The line containing "Target: black trash can" marks where to begin; quote it and every line after it through the end of the data, exactly as written.
================================
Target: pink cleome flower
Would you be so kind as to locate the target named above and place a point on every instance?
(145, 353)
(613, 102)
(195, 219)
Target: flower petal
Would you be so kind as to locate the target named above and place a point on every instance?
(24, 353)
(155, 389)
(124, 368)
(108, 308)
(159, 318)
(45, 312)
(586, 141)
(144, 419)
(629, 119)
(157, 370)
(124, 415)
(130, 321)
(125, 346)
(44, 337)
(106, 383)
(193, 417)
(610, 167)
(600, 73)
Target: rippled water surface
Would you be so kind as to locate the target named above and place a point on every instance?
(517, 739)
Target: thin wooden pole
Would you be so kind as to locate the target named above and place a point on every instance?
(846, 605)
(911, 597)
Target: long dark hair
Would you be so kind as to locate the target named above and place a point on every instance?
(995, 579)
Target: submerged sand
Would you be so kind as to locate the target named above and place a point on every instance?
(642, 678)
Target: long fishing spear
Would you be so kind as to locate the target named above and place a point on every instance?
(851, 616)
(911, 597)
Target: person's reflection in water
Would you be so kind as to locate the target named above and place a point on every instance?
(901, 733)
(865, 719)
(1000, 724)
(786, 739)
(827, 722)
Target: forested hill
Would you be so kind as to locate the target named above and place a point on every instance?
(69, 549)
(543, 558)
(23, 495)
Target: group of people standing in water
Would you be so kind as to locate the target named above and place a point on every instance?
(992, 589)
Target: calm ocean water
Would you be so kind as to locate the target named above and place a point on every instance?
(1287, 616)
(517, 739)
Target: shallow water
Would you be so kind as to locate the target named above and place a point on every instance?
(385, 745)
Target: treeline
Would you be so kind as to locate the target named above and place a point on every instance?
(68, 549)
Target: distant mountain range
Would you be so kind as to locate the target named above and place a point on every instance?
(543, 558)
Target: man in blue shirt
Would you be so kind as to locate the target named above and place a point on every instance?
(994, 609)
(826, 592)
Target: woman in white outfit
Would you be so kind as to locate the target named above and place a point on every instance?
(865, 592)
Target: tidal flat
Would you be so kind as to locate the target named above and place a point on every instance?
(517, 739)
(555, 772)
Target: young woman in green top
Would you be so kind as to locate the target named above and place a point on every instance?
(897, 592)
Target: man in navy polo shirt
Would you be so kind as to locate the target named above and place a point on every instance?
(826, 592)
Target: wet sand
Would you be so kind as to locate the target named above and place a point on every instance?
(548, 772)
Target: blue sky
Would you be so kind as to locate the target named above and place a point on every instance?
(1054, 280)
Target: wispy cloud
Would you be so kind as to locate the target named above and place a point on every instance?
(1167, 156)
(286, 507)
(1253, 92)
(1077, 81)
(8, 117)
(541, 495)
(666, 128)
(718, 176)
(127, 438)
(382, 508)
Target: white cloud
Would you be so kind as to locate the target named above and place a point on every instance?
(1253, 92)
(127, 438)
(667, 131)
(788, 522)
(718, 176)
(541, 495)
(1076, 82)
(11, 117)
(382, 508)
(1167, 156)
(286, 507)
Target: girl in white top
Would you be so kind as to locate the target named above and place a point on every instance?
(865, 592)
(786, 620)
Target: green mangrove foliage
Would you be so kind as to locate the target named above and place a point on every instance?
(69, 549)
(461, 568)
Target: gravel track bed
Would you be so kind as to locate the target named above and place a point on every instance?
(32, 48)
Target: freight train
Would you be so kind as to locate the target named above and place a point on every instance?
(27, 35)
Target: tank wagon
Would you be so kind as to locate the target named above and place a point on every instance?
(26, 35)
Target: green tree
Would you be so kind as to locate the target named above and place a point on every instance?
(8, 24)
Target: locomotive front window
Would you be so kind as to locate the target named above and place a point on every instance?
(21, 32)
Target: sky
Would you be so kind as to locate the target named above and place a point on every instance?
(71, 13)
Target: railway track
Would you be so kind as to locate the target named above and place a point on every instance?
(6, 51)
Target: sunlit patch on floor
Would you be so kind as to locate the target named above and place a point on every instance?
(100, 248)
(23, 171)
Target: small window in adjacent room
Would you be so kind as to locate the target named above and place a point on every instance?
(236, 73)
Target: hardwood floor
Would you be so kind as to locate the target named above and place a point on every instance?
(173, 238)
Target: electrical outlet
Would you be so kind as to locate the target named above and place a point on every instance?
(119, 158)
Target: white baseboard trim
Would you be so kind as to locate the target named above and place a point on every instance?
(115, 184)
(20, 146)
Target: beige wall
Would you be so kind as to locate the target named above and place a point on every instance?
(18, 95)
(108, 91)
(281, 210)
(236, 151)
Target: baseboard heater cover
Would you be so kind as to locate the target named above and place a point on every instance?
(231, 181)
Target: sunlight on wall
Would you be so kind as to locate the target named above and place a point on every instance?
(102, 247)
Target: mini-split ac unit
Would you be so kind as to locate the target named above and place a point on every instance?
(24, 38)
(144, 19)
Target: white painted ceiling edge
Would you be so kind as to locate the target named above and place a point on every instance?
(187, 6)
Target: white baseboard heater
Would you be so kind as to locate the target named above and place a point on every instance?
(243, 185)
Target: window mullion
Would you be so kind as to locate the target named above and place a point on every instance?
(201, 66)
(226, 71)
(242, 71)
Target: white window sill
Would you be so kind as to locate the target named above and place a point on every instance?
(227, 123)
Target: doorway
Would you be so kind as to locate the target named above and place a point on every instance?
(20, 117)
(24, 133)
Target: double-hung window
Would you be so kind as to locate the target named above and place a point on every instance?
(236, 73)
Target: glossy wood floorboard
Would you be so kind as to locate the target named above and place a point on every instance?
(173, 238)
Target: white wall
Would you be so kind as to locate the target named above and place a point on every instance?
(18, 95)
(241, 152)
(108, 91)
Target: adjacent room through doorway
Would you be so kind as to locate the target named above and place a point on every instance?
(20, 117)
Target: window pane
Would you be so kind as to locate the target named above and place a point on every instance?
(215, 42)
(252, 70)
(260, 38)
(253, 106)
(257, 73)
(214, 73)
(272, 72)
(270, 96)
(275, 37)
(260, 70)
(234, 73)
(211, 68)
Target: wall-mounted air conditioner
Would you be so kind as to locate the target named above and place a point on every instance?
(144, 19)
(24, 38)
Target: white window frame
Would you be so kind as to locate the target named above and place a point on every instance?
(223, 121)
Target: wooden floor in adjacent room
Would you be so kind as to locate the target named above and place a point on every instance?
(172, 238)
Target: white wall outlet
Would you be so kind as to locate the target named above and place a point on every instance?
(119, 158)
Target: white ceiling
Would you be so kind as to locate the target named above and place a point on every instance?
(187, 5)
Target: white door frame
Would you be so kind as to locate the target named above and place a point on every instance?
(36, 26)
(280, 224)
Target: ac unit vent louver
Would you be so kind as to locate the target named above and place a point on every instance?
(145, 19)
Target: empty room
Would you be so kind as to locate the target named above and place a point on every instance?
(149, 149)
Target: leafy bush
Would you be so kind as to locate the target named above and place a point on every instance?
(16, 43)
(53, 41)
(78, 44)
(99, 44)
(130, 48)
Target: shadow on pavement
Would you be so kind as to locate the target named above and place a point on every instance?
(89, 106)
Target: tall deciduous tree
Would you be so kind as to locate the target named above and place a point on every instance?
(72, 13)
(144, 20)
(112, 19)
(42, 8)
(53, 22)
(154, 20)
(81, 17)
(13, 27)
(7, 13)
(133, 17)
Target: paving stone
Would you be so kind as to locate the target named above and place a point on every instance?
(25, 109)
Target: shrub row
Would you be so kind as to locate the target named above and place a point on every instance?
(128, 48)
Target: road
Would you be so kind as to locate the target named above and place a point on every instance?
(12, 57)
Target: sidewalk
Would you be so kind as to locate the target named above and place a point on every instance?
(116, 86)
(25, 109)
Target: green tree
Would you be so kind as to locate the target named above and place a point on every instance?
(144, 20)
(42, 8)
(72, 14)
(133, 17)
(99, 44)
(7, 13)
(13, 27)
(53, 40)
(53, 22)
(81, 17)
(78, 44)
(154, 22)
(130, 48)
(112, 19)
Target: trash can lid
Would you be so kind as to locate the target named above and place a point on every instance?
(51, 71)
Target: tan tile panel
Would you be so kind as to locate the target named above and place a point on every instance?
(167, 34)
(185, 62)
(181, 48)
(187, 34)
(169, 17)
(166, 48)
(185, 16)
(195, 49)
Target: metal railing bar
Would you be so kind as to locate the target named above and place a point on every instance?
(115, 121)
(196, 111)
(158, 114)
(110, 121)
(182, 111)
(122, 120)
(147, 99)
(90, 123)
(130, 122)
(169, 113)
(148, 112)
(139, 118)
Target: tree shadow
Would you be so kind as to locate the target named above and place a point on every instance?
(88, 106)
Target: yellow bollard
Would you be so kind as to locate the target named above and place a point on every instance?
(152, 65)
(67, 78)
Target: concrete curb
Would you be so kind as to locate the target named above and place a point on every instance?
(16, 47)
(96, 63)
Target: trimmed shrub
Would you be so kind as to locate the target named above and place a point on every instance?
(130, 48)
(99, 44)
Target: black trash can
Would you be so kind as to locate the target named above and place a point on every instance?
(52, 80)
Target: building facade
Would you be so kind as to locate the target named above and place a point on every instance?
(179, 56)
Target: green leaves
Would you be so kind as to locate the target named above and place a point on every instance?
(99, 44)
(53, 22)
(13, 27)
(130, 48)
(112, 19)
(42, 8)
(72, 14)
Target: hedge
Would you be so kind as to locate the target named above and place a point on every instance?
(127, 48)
================================
## Output
Target: black trash can
Would you be so kind as to locate the target named above and place a point on every instance?
(52, 80)
Target: building facade
Would you be so kind as to locate the target named above and place a point on every instance?
(179, 56)
Target: green leaves
Would you be so kind as to locate the target named above and place a point on every instance?
(99, 44)
(53, 22)
(13, 27)
(130, 48)
(112, 19)
(42, 8)
(72, 14)
Target: hedge
Would you be so kind as to locate the target named above and place a point on every instance?
(127, 48)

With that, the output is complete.